** The task **
Only the lines from the start of the entries through the line with "350L812 349L807 351ZM789" should be returned, each exactly as it stands, and no pictures.

** Excerpted records **

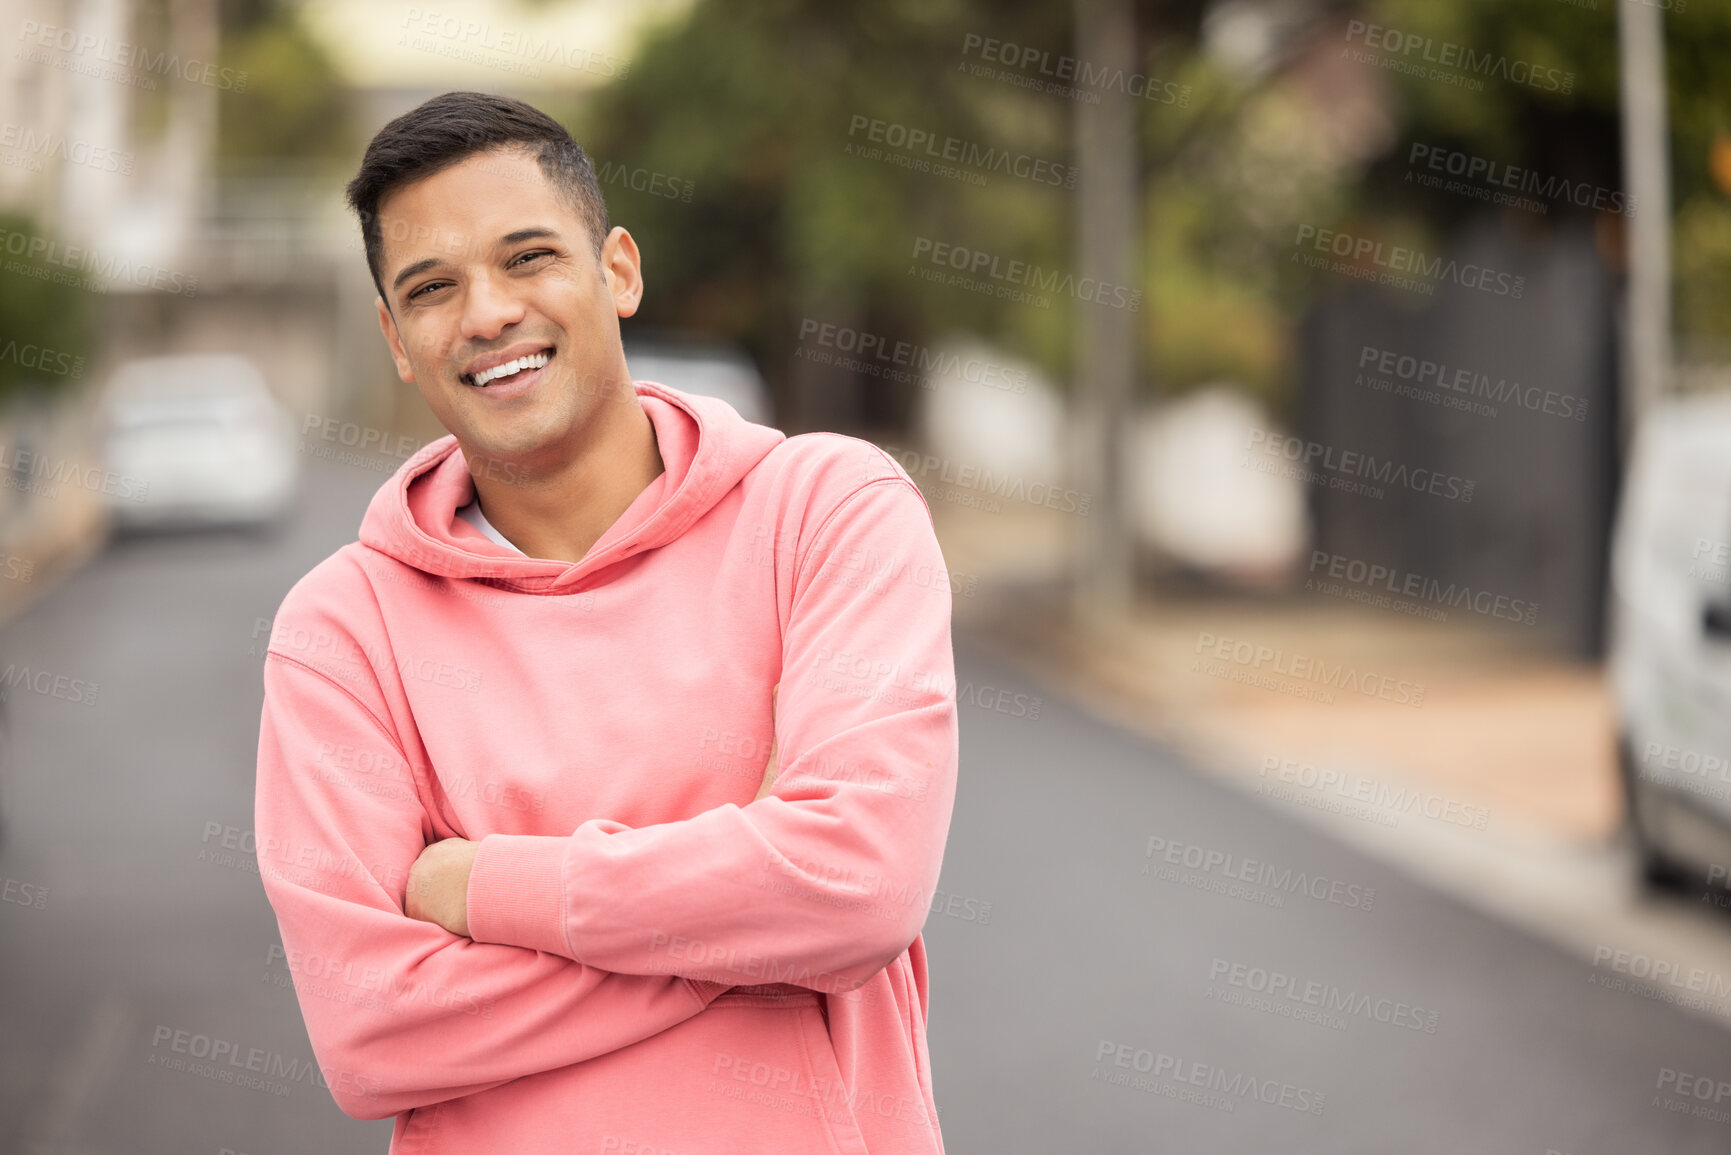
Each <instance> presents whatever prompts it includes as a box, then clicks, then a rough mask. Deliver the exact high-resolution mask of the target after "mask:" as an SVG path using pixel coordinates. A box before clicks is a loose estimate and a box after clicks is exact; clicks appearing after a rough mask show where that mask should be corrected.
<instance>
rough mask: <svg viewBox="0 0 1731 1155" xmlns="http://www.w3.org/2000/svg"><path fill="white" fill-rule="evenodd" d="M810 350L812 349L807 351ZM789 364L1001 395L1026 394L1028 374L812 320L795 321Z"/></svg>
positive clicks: (863, 329)
mask: <svg viewBox="0 0 1731 1155" xmlns="http://www.w3.org/2000/svg"><path fill="white" fill-rule="evenodd" d="M810 345H815V346H817V348H808V346H810ZM793 358H795V360H807V362H812V364H815V365H831V367H834V369H843V371H848V372H864V374H867V376H872V377H883V379H885V381H905V383H909V384H917V386H921V388H926V390H935V388H938V386H936V381H935V377H959V379H961V381H966V383H969V384H983V386H985V388H988V390H1002V391H1006V393H1026V391H1028V371H1026V369H1018V367H1014V365H1006V364H1002V362H995V360H988V358H985V357H962V355H961V353H950V352H943V350H935V348H930V346H926V345H917V343H914V341H897V339H890V338H886V336H883V334H878V332H865V331H864V329H855V327H852V326H838V324H834V322H829V320H815V319H812V317H801V319H800V345H798V346H796V348H795V350H793Z"/></svg>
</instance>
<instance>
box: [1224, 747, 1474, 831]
mask: <svg viewBox="0 0 1731 1155" xmlns="http://www.w3.org/2000/svg"><path fill="white" fill-rule="evenodd" d="M1257 778H1258V781H1257V793H1258V795H1264V797H1269V798H1281V800H1286V802H1293V803H1297V805H1305V807H1314V809H1319V810H1329V812H1338V814H1345V816H1347V817H1362V819H1366V821H1373V823H1378V824H1381V826H1399V824H1400V817H1402V816H1406V814H1412V812H1418V814H1421V816H1425V817H1428V819H1432V821H1437V823H1447V824H1451V826H1466V828H1470V829H1485V826H1487V824H1489V821H1490V810H1487V809H1485V807H1477V805H1471V803H1470V802H1461V800H1458V798H1444V797H1442V795H1435V793H1432V791H1428V790H1419V788H1418V786H1390V784H1388V783H1383V781H1378V779H1374V778H1366V776H1364V774H1355V772H1348V771H1336V769H1333V767H1322V769H1317V767H1316V765H1312V764H1310V762H1298V760H1295V758H1283V757H1279V755H1274V753H1269V755H1264V757H1262V765H1260V769H1258V771H1257Z"/></svg>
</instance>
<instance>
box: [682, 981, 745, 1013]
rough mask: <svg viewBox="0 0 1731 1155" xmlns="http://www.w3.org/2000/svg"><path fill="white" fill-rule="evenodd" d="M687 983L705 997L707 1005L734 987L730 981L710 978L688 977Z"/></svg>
mask: <svg viewBox="0 0 1731 1155" xmlns="http://www.w3.org/2000/svg"><path fill="white" fill-rule="evenodd" d="M685 985H687V987H691V990H692V994H696V996H698V997H699V999H703V1004H705V1006H708V1004H710V1003H713V1001H715V999H718V997H722V996H724V994H727V992H729V990H732V989H734V985H732V984H730V982H710V980H708V978H687V980H685Z"/></svg>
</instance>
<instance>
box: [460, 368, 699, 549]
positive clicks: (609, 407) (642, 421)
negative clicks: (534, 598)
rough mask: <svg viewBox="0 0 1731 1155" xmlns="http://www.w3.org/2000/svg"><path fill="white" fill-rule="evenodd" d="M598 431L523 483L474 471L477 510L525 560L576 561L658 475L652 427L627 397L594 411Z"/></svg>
mask: <svg viewBox="0 0 1731 1155" xmlns="http://www.w3.org/2000/svg"><path fill="white" fill-rule="evenodd" d="M595 416H597V419H599V421H602V423H604V426H606V428H601V429H595V431H594V436H592V438H590V440H589V445H587V447H585V448H583V450H582V452H576V454H571V455H569V457H568V459H566V462H564V464H563V466H561V468H559V469H556V471H552V473H530V474H528V478H526V480H524V481H523V483H512V481H511V480H507V478H504V476H488V473H490V471H485V469H483V471H479V473H476V474H474V492H476V497H478V499H479V502H481V511H483V513H485V514H486V519H488V521H490V523H492V525H493V528H495V530H499V532H500V533H504V537H505V540H509V542H511V544H512V545H516V547H518V549H521V551H523V552H524V554H528V556H530V558H550V559H554V561H571V563H576V561H582V559H583V558H585V556H587V554H589V551H590V547H592V545H594V544H595V542H597V540H601V535H602V533H606V532H608V530H609V528H611V526H613V523H615V521H618V519H620V514H623V513H625V511H627V509H628V507H630V504H632V502H634V500H637V495H639V494H642V492H644V488H647V487H649V483H651V481H654V480H656V478H658V476H661V471H663V469H665V466H663V462H661V448H660V445H658V443H656V440H654V424H653V423H651V421H649V414H646V412H644V409H642V403H640V402H639V400H637V397H635V395H632V397H628V398H625V400H623V402H620V403H608V405H604V407H602V412H597V414H595Z"/></svg>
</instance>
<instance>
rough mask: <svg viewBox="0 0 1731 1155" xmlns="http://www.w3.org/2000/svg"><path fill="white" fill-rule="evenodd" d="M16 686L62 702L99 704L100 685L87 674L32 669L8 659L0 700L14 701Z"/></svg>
mask: <svg viewBox="0 0 1731 1155" xmlns="http://www.w3.org/2000/svg"><path fill="white" fill-rule="evenodd" d="M14 689H28V691H29V693H33V694H42V696H43V698H59V700H61V701H71V703H74V705H81V707H93V705H97V689H100V687H99V686H97V684H95V682H92V681H88V679H83V677H71V675H69V674H55V672H54V670H31V668H29V667H28V665H17V663H16V661H7V665H5V670H0V701H10V698H12V691H14Z"/></svg>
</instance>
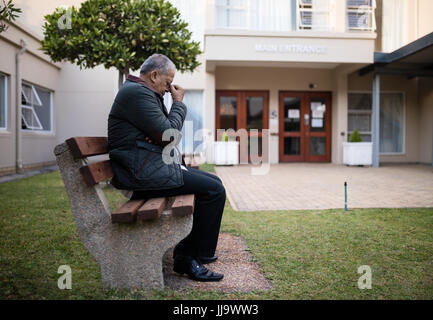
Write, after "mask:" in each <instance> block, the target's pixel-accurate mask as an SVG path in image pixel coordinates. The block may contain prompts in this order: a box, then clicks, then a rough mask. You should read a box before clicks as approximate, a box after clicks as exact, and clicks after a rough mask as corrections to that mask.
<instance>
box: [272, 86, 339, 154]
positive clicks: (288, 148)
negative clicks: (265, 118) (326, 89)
mask: <svg viewBox="0 0 433 320" xmlns="http://www.w3.org/2000/svg"><path fill="white" fill-rule="evenodd" d="M279 104H280V109H279V115H280V116H279V118H280V120H279V121H280V122H279V150H280V152H279V158H280V162H290V161H296V162H329V161H330V160H331V94H330V93H328V92H288V91H284V92H280V97H279Z"/></svg>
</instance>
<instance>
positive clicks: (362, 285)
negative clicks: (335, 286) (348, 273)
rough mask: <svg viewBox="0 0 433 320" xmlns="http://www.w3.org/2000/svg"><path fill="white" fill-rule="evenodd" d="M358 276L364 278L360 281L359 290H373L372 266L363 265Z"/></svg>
mask: <svg viewBox="0 0 433 320" xmlns="http://www.w3.org/2000/svg"><path fill="white" fill-rule="evenodd" d="M358 274H362V276H360V277H359V279H358V288H359V289H360V290H364V289H371V280H372V279H371V268H370V266H367V265H363V266H359V267H358Z"/></svg>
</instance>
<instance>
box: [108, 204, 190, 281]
mask: <svg viewBox="0 0 433 320" xmlns="http://www.w3.org/2000/svg"><path fill="white" fill-rule="evenodd" d="M192 219H193V218H192V215H191V216H187V217H174V216H172V214H171V210H166V211H164V212H163V213H162V215H161V218H160V219H157V220H153V221H145V222H140V221H139V222H136V223H135V224H133V225H119V224H117V225H113V229H112V237H113V239H116V240H115V241H112V248H111V255H109V256H108V255H107V256H106V257H107V259H103V261H101V273H102V284H103V286H104V287H109V288H154V289H162V288H163V287H164V279H163V275H162V258H163V256H164V254H165V252H166V251H167V250H168V249H169V248H171V247H173V246H175V245H176V244H177V243H178V242H179V241H180V240H182V239H183V238H185V237H186V236H187V235H188V234H189V232H190V231H191V227H192ZM104 266H106V268H105V267H104Z"/></svg>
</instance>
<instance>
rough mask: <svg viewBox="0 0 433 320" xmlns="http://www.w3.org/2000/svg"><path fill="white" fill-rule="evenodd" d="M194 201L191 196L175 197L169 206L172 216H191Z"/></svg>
mask: <svg viewBox="0 0 433 320" xmlns="http://www.w3.org/2000/svg"><path fill="white" fill-rule="evenodd" d="M194 199H195V197H194V195H193V194H187V195H181V196H176V198H175V199H174V202H173V205H172V206H171V209H172V211H173V215H175V216H178V217H182V216H187V215H190V214H192V213H193V212H194Z"/></svg>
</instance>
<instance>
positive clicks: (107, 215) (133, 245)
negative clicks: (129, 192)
mask: <svg viewBox="0 0 433 320" xmlns="http://www.w3.org/2000/svg"><path fill="white" fill-rule="evenodd" d="M54 153H55V155H56V159H57V163H58V165H59V168H60V172H61V175H62V178H63V182H64V184H65V188H66V191H67V194H68V197H69V200H70V202H71V209H72V213H73V215H74V218H75V222H76V226H77V232H78V234H79V236H80V239H81V241H82V242H83V245H84V247H85V248H86V249H87V250H88V251H89V252H90V253H91V254H92V256H93V257H94V258H95V259H96V261H97V262H98V263H99V265H100V268H101V274H102V284H103V286H104V287H108V288H155V289H160V288H163V287H164V280H163V275H162V258H163V255H164V253H165V252H166V251H167V250H168V249H169V248H170V247H172V246H174V245H176V244H177V243H178V242H179V241H180V240H182V239H183V238H185V237H186V236H187V235H188V234H189V233H190V232H191V229H192V221H193V216H192V215H190V216H186V217H175V216H173V215H172V214H171V210H165V211H164V212H163V213H162V215H161V217H160V219H157V220H153V221H139V222H136V223H133V224H112V223H111V218H110V216H111V211H110V208H109V206H108V204H107V201H106V199H105V196H104V193H103V191H102V189H101V188H100V186H98V185H96V186H94V187H88V186H87V185H86V184H85V182H84V180H83V179H82V177H81V174H80V172H79V169H80V167H81V166H82V165H83V161H82V160H74V159H73V157H72V154H71V152H70V151H69V147H68V145H67V144H66V143H63V144H60V145H58V146H57V147H56V148H55V149H54Z"/></svg>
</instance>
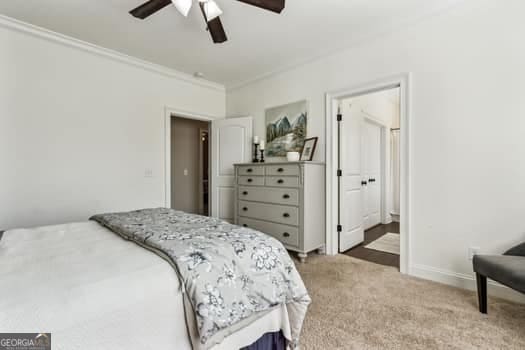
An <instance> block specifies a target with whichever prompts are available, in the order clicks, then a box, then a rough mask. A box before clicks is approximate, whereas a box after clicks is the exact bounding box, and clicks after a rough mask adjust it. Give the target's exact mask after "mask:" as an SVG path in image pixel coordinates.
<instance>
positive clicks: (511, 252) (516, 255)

** Response box **
Each <instance> presents whatever prompts it includes as a box, then clicks, then a rough mask. Deliver the exact high-resolution mask of the target after "mask:" as an SVG path using pixel coordinates. A box before clicks is a loose estimate and a box after clicks is exact; clicks appearing after a rough mask show where that mask should be corrected.
<instance>
rough mask: <svg viewBox="0 0 1731 1155" xmlns="http://www.w3.org/2000/svg"><path fill="white" fill-rule="evenodd" d="M810 350L812 349L807 351ZM789 364L1001 395L1026 394L1028 374L812 320L795 321Z"/></svg>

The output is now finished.